Un torrente de dudas

José Varela

DEPORTES

BASILIO BELLO

16 jun 2020 . Actualizado a las 10:27 h.

Hace cuarenta años, tal vez de manera inocente para matar el rato en el alto Lambre, en Irixoa, desperté de su sopor una pulsión que, con el tiempo, se enseñoreó de mi voluntad. Hijo de pescador, de niño había acompañado a mi padre al río doméstico de Ferrol, el Da Sardiña, algunas tardes de verano. No sospeché que aquella inocente experiencia habría de contaminarme de por vida. Ignoro de dónde brota este instinto predador que me empuja hacia el río durante la temporada truchera. Pero ese desconocimiento es mi única verdad en la pesca fluvial: magra fianza para pontificar.

El estado de alarma, por la pandemia de la covid 19, retrasó este año el comienzo de la pesca fluvial. El número de licencias para su práctica deportiva sigue descendiendo desde hace años -perdí memoria de cuándo me topé con un niño con una caña en la mano a la orilla de un río: es una actividad que se extingue, pero ese es otro asunto-. Los permisos que se tramitan para pescar en los tramos acotados, con contadísimas excepciones -otro debate este: mucho postureo por medio-, languidece día a día. El resultado combinado es que la presión predadora de las cañas es cada año más liviana. La conclusión inmediata habría de ser que los ríos engordarían sus poblaciones trucheras, que la carga ictícola habría de ser mayor, y, en consecuencia, que esta temporada devendría una fiesta para los pescadores. Pues no.

Durante cuatro décadas se han ido desflecando muchas de las certezas de las que estamos sobrados los aficionados. Guardo una pero inagotable: con independencia del resultado de la jornada, espero con ansia la próxima, bien para repetir, bien para resarcirme. El resto son dudas, algunas puede que razonables, respecto del alarmante descenso de truchas en nuestros ríos. Todas las que tienen relación con la calidad de las aguas y el agotamiento de la biomasa del bento, las medidas cosméticas de las autoridades, el escaso valor que socialmente tiene el ecosistema fluvial -y su correlato en la agenda política-, la presión de los propietarios de ingenios hidroeléctricos sobre quienes deciden las políticas hidrológicas -aceptando que no sean las mismas personas-, la sacralización del beneficio económico privado a partir de los recursos de propiedad pública, el frívolo desparpajo con el que se desprecia la investigación científica, la hipocresía con el cambio climático, el manoseo de la ignorancia bien asentada para justificar gastos de escándalo…

Los ríos gallegos se ajustan a fábula de Oliver Clerc La rana que no sabía que estaba hervida: el batracio es introducido en agua, que se va calentando tan lentamente que no se percata hasta que muere cocido. Después, en el réquiem, todos circunspectos.

## Consigna
Copia del texto sobre la pesca fluvial el fragmento que empieza en "El estado de" y termina en "pescadores. Pues no.". Utiliza exclusivamente la información del texto anterior.

## Material facilitado
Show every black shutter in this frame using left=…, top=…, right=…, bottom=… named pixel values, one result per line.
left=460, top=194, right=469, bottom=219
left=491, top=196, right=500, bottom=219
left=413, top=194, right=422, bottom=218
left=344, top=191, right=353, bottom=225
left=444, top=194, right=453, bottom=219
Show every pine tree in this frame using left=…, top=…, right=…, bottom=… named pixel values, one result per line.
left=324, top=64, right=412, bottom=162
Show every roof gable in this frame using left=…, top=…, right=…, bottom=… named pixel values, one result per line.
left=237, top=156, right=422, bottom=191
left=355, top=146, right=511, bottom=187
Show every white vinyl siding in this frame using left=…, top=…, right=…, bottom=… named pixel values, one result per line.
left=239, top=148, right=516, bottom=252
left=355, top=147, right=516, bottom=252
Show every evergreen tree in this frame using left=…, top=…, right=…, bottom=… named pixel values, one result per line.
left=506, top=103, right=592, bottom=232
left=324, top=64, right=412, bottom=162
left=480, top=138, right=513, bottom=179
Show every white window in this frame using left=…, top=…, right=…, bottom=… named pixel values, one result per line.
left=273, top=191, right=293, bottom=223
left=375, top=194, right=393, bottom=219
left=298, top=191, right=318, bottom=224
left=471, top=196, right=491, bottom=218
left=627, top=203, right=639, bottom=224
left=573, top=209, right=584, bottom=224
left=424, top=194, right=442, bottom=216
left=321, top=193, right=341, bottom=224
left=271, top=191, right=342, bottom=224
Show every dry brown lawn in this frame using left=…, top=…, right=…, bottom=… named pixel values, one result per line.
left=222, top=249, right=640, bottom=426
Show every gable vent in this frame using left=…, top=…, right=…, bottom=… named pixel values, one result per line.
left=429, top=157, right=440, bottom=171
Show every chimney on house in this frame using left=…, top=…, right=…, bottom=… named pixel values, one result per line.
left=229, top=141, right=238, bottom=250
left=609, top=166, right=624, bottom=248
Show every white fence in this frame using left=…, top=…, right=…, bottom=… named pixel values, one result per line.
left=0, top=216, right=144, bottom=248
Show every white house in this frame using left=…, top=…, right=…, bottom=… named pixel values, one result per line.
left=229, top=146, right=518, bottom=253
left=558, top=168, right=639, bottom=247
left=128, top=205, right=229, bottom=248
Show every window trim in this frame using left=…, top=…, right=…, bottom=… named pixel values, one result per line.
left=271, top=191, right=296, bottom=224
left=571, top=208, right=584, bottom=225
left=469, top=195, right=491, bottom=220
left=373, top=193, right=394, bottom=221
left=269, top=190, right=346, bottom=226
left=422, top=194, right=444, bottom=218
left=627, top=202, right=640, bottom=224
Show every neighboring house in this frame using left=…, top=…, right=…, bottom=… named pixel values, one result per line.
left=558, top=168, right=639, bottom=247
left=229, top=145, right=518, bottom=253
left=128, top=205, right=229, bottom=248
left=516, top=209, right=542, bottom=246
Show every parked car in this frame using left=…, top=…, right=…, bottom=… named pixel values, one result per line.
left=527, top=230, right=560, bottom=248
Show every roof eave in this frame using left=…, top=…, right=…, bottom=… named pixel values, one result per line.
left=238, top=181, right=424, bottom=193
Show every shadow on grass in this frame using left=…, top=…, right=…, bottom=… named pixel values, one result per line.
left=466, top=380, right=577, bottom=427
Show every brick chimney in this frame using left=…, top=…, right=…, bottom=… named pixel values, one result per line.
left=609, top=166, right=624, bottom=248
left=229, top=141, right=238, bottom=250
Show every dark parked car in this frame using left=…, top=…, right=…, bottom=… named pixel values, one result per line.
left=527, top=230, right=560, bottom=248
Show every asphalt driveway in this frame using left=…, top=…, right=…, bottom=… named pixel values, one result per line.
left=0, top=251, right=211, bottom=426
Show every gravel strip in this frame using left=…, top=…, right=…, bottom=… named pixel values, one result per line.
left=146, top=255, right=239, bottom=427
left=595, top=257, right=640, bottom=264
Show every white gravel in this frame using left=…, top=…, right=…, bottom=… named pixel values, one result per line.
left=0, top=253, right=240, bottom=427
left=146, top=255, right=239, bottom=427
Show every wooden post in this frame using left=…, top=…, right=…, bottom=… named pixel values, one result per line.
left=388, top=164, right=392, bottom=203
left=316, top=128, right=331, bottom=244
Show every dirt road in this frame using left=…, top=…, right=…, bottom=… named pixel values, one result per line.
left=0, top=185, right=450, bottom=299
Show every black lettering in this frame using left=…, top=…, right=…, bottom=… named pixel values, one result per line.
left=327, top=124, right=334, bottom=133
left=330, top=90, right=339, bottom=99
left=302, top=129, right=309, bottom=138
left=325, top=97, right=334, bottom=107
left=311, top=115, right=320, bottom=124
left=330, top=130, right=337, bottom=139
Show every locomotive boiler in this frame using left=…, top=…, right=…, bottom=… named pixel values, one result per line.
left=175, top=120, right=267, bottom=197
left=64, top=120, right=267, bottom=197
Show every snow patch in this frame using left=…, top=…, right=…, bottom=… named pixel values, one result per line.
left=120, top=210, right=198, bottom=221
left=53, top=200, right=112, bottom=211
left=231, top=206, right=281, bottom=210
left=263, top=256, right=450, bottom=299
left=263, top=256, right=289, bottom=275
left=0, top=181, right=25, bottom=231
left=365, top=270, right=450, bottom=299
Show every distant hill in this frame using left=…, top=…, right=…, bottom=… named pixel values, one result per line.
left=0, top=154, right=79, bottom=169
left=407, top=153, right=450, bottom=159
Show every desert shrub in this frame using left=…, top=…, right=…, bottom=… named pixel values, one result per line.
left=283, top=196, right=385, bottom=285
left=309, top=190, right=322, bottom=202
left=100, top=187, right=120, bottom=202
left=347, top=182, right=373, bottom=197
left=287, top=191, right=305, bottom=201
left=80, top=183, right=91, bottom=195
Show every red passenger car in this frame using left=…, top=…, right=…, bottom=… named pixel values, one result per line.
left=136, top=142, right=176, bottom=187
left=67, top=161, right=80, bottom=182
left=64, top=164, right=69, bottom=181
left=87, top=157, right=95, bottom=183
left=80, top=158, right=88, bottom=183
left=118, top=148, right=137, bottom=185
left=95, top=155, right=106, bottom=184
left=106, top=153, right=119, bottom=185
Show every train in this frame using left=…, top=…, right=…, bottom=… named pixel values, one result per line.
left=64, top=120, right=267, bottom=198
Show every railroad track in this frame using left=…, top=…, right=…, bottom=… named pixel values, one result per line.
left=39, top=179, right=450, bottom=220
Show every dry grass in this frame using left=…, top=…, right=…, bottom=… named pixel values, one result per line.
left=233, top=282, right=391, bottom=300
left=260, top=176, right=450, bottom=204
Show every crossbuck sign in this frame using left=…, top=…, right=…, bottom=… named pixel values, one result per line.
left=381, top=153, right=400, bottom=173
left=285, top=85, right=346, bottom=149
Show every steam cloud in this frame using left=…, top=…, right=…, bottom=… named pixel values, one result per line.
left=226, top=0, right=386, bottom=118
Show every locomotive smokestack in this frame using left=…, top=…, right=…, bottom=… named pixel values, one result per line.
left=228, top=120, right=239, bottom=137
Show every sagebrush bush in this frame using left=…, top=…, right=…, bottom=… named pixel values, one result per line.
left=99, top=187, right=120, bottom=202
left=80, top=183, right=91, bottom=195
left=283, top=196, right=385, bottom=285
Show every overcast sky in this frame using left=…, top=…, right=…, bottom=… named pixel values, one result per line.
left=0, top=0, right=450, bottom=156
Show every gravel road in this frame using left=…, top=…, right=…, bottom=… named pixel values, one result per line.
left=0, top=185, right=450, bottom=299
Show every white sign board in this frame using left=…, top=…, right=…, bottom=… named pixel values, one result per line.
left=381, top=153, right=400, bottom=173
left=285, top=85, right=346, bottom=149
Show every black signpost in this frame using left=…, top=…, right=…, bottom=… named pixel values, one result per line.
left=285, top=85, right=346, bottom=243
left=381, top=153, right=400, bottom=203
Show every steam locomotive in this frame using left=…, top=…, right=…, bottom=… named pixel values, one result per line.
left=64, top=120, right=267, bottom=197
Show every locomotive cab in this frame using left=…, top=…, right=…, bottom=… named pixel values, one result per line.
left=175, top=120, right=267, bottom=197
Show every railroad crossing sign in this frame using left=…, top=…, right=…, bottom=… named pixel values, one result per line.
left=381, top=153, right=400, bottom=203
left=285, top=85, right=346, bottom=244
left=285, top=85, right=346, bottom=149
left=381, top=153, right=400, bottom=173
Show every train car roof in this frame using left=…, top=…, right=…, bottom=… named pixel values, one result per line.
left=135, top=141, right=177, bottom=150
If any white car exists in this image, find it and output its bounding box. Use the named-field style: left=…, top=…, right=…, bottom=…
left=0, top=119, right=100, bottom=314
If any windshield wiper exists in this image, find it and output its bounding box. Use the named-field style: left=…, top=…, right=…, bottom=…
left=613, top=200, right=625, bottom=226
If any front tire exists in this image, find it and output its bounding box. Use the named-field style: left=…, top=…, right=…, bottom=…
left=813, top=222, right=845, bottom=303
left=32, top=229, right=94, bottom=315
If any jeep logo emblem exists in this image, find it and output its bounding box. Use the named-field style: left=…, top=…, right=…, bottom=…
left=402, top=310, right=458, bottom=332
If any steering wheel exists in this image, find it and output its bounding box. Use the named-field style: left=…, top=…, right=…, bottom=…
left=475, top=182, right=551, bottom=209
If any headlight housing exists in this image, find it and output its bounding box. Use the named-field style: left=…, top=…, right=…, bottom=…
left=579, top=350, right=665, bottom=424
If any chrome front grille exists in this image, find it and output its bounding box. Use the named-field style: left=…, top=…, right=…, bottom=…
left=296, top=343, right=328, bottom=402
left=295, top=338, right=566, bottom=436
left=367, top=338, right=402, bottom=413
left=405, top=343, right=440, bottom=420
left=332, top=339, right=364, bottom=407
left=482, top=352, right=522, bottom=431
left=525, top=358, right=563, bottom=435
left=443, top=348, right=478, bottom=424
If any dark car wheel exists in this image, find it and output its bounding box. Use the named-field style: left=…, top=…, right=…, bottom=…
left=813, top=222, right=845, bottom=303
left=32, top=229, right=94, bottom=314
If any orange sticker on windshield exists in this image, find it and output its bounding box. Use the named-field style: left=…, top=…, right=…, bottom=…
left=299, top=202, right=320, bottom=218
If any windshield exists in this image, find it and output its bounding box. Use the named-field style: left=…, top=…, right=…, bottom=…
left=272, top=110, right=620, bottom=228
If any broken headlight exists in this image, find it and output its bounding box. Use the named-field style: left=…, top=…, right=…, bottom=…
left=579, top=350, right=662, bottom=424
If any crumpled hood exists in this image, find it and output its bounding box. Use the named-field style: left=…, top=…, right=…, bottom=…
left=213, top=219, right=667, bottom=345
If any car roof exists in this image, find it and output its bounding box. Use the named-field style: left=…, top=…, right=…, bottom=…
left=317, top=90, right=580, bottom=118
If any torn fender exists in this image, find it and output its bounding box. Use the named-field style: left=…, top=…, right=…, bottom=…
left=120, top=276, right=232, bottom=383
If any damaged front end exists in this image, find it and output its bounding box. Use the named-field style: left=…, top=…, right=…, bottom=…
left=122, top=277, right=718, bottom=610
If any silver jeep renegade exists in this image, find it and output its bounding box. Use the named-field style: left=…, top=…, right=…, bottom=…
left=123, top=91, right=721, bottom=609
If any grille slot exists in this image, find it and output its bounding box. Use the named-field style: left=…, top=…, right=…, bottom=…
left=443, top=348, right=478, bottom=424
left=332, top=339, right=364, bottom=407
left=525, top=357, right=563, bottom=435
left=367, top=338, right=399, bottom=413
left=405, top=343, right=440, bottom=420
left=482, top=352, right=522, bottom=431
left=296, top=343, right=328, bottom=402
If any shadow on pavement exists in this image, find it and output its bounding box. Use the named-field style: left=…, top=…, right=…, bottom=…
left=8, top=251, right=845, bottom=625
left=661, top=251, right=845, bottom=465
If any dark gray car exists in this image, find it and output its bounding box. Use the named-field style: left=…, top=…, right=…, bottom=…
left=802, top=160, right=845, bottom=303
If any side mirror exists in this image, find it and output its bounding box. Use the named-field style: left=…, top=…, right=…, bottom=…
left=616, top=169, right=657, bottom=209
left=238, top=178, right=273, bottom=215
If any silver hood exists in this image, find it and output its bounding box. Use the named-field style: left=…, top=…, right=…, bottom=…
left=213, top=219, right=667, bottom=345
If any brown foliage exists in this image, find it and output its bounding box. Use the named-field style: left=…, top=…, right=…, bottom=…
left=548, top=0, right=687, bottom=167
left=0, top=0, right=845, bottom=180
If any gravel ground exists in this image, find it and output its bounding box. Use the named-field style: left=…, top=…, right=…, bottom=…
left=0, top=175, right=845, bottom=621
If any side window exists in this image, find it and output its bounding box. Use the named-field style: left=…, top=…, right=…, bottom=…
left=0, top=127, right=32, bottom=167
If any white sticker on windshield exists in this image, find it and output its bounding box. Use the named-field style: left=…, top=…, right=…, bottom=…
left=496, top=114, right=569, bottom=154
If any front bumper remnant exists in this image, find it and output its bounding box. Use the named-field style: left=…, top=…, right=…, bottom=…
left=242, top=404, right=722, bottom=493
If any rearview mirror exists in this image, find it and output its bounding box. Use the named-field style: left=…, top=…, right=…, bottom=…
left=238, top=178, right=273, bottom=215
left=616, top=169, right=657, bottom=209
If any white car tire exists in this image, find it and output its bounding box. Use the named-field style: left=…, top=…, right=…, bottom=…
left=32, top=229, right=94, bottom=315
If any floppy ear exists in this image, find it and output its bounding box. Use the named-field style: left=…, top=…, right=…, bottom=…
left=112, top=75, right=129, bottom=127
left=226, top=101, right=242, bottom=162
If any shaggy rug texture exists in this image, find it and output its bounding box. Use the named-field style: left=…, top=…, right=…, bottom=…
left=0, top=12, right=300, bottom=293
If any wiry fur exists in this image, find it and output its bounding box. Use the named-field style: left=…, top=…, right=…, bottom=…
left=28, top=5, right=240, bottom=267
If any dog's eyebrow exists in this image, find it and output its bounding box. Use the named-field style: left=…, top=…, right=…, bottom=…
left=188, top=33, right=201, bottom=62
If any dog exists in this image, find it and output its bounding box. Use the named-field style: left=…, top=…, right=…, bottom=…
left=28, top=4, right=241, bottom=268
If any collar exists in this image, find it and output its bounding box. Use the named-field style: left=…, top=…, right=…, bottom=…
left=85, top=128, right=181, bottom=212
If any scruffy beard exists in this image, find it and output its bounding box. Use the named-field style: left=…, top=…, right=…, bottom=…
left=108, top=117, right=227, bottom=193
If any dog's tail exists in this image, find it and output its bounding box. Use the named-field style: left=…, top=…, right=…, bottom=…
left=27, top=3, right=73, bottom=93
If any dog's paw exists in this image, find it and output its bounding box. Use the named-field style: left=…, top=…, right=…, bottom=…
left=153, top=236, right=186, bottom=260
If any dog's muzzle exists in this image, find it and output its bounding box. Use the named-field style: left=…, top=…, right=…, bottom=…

## Solución escrita
El estado de alarma, por la pandemia de la covid 19, retrasó este año el comienzo de la pesca fluvial. El número de licencias para su práctica deportiva sigue descendiendo desde hace años -perdí memoria de cuándo me topé con un niño con una caña en la mano a la orilla de un río: es una actividad que se extingue, pero ese es otro asunto-. Los permisos que se tramitan para pescar en los tramos acotados, con contadísimas excepciones -otro debate este: mucho postureo por medio-, languidece día a día. El resultado combinado es que la presión predadora de las cañas es cada año más liviana. La conclusión inmediata habría de ser que los ríos engordarían sus poblaciones trucheras, que la carga ictícola habría de ser mayor, y, en consecuencia, que esta temporada devendría una fiesta para los pescadores. Pues no.